_Material_

○ ○ ○ ○ ○ ○ ○

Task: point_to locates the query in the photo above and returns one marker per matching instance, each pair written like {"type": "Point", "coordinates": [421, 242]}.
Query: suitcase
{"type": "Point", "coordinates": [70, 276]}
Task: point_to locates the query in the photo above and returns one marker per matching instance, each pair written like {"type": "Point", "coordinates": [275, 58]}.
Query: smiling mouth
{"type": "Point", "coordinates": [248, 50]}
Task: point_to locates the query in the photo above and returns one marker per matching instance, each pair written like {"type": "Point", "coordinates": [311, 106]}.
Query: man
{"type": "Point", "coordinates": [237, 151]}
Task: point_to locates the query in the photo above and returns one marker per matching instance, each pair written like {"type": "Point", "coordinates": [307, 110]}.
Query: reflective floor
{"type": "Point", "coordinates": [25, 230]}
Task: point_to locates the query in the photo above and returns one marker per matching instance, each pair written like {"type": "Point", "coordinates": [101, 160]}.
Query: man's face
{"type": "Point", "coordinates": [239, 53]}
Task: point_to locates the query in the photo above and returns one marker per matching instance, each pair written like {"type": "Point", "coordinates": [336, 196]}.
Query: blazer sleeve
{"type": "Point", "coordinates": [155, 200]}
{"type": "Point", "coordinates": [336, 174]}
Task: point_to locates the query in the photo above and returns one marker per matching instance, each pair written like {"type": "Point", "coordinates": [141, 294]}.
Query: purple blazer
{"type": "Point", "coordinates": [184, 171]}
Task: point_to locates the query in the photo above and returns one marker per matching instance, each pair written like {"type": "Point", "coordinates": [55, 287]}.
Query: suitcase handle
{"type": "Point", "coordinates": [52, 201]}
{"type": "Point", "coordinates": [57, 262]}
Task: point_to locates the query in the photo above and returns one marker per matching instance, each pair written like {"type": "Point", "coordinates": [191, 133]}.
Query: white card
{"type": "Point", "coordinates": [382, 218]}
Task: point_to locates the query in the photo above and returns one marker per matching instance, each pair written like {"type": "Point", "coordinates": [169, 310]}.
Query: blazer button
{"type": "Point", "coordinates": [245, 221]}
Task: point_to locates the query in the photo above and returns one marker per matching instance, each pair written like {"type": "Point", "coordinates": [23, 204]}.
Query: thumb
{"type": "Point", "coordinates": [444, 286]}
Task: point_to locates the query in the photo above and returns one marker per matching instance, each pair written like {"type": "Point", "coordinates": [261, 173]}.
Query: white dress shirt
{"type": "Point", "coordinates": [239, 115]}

○ ○ ○ ○ ○ ○ ○

_The request_
Every entry must be retyped in full, exactly as given.

_Written reply_
Task: point_to locates the query in the photo above and returns one marker per matching instance, each pair written like {"type": "Point", "coordinates": [421, 242]}.
Query: suitcase
{"type": "Point", "coordinates": [70, 276]}
Task: point_to locates the query in the photo above and returns one marker per matching instance, each pair written like {"type": "Point", "coordinates": [275, 58]}.
Query: smiling mouth
{"type": "Point", "coordinates": [248, 50]}
Task: point_to locates the query in the photo above and returns one marker per matching instance, each pair written like {"type": "Point", "coordinates": [311, 106]}.
Query: man
{"type": "Point", "coordinates": [237, 151]}
Task: point_to locates the query in the photo above and returns one marker per matching instance, each pair written like {"type": "Point", "coordinates": [307, 110]}.
Query: reflective floor
{"type": "Point", "coordinates": [25, 230]}
Task: point_to locates the query in the photo above and returns one marker per matching instance, each pair written like {"type": "Point", "coordinates": [101, 160]}.
Query: man's face
{"type": "Point", "coordinates": [239, 53]}
Task: point_to locates the query in the photo above and returns one marker per matching instance, each pair written like {"type": "Point", "coordinates": [336, 196]}.
Query: blazer sleeve
{"type": "Point", "coordinates": [155, 200]}
{"type": "Point", "coordinates": [336, 174]}
Task: point_to locates the query in the photo above and returns one marker per matching instance, each pair written like {"type": "Point", "coordinates": [141, 294]}.
Query: purple blazer
{"type": "Point", "coordinates": [184, 171]}
Task: point_to locates the query in the photo above and returns one marker per matching instance, each pair written like {"type": "Point", "coordinates": [55, 287]}.
Query: suitcase handle
{"type": "Point", "coordinates": [52, 201]}
{"type": "Point", "coordinates": [57, 262]}
Task: point_to locates the query in the photo above and returns one marker per matching instance, each pair written like {"type": "Point", "coordinates": [191, 133]}.
Query: white card
{"type": "Point", "coordinates": [382, 218]}
Task: point_to locates the query in the photo above and returns one marker per matching instance, each pair written like {"type": "Point", "coordinates": [169, 310]}.
Query: blazer button
{"type": "Point", "coordinates": [245, 221]}
Task: point_to locates the query in the photo above and returns one marker per matching instance, each pair written like {"type": "Point", "coordinates": [23, 204]}.
Query: thumb
{"type": "Point", "coordinates": [444, 286]}
Task: point_to locates the query in the photo above and returns one marker per matching instance, each pair written like {"type": "Point", "coordinates": [261, 173]}.
Query: white dress shirt
{"type": "Point", "coordinates": [239, 115]}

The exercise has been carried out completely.